Tensor rank and shape
Tensors in most cases can be thought of as nested arrays of values that can have any number
of dimensions. A tensor with one dimension can be thought of as a vector, a tensor
with two dimensions as a matrix and a tensor with three dimensions can be thought of as a cuboid.
The number of dimensions a tensor has is called its rank
and the length in each dimension
describes its shape
.
For example, a 2 by 3 matrix:
1 2 3
4 5 6
has a rank
of 2
, a shape
of [2, 3]
and a length
of 6.
If you are struggling to get your head around the notion of a tensor, this article attempts to provide some intuition on what tensors are and how you can use them.
Tensors in Keanu
Tensors can be extremely powerful as a way to represent large data sets or a way to very efficiently do the same operation on many different pieces of data. This is because tensor operations can be done on the GPU.
For example, if we have two lists of numbers and some observation on their product then it’s much more efficient and much cleaner to describe this using tensors.
Creating Tensors
Nearly everything in Keanu supports Tensors. But how do you create one?
Let’s create vectors of doubles, integers and booleans that share the same value.
DoubleTensor dTensor = DoubleTensor.create(5, new long[]{1, 4}); //[5, 5, 5, 5]
IntegerTensor iTensor = IntegerTensor.create(1, new long[]{1, 4}); //[1, 1, 1, 1]
BooleanTensor bTensor = BooleanTensor.create(true, new long[]{1, 4}); //[true, true, true, true]
Let’s make some 2x2 matrices of doubles, integers and booleans.
DoubleTensor dTensor = DoubleTensor.create(new double[]{0.5, 1.5, 2.5, 3.5}, new long[]{2, 2});
IntegerTensor iTensor = IntegerTensor.create(new int[]{1, 2, 3, 4}, new long[]{2, 2});
BooleanTensor bTensor = BooleanTensor.create(new boolean[]{true, true, false, false}, new long[]{2, 2});
Want to change the shape of your tensor on the fly? You have to make sure the proposed shape is the same length as the original. For example, you can change a 2x2 tensor to a 1x4 tensor, but you can’t change a 2x2 tensor to a 2x3 tensor.
Here’s how to do that in Keanu:
DoubleTensor tensor = DoubleTensor.create(new double[]{0.5, 1.5, 2.5, 3.5}, new long[]{2, 2});
tensor.getShape(); //[2, 2]
tensor.reshape(1, 4);
tensor.getShape(); //[1, 4]
Tensor Operations
What operations can I apply to tensors?
Here’s a small example of the power of tensors. All of these operations apply to each value in the tensor.
DoubleTensor tensor = DoubleTensor.create(new double[]{1, 2, 3, 4}, new long[]{2, 2});
tensor.plus(1.0); // [2, 3, 4, 5]
tensor.times(2.0); // [4, 6, 8, 10]
tensor.pow(2); // [16, 36, 64, 100]
tensor.sin(); // [-0.2879, -0.9918, 0.9200, -0.5064]
double sum = tensor.sumNumber(); // -0.86602...

####################

**Goal 1:**
In the Keanu tensors page, can you turn the paragraph that begins "Want to change the shape of your tensor on the fly?" into a short list that keeps its main facts?
**Goal 2:**
Will you write out, word for word, the part of the Keanu tensors page from "Tensors in Keanu" up to and including "this using tensors."?

####################

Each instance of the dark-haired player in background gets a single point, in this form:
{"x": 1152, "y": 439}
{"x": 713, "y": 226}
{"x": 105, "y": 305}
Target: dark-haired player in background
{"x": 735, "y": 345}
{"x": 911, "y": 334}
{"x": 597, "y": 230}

####################

**Written answer 1:**
- A tensor's shape can be changed on the fly.
- The new shape must have the same length as the original.
- A 2x2 tensor can become a 1x4 tensor, but not a 2x3 tensor.

**Written answer 2:**
Tensors in Keanu
Tensors can be extremely powerful as a way to represent large data sets or a way to very efficiently do the same operation on many different pieces of data. This is because tensor operations can be done on the GPU.
For example, if we have two lists of numbers and some observation on their product then it’s much more efficient and much cleaner to describe this using tensors.